> **Exercise task**:
Put each line of the records below into a numbered list, omitting any blank lines.
——————————
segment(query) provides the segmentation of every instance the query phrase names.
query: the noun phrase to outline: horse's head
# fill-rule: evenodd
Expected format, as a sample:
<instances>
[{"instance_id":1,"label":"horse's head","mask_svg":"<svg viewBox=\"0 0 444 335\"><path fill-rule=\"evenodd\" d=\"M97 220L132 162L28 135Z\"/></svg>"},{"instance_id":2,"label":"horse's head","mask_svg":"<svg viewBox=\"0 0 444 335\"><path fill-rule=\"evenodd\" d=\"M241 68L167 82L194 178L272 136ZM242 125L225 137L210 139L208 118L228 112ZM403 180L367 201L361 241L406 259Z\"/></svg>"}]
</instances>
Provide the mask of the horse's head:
——————————
> **Result for this exercise**:
1. segment(query) provides the segmentation of every instance the query phrase names.
2. query: the noun phrase to outline: horse's head
3. # fill-rule: evenodd
4. Expected format, as a sample:
5. <instances>
6. [{"instance_id":1,"label":"horse's head","mask_svg":"<svg viewBox=\"0 0 444 335\"><path fill-rule=\"evenodd\" d=\"M97 220L132 162L28 135Z\"/></svg>"},{"instance_id":2,"label":"horse's head","mask_svg":"<svg viewBox=\"0 0 444 335\"><path fill-rule=\"evenodd\" d=\"M241 68L167 82L194 178L272 136ZM242 125L225 137L210 139L208 118L228 112ZM403 180L367 201L361 241L406 259Z\"/></svg>"}]
7. </instances>
8. Provide the mask of the horse's head:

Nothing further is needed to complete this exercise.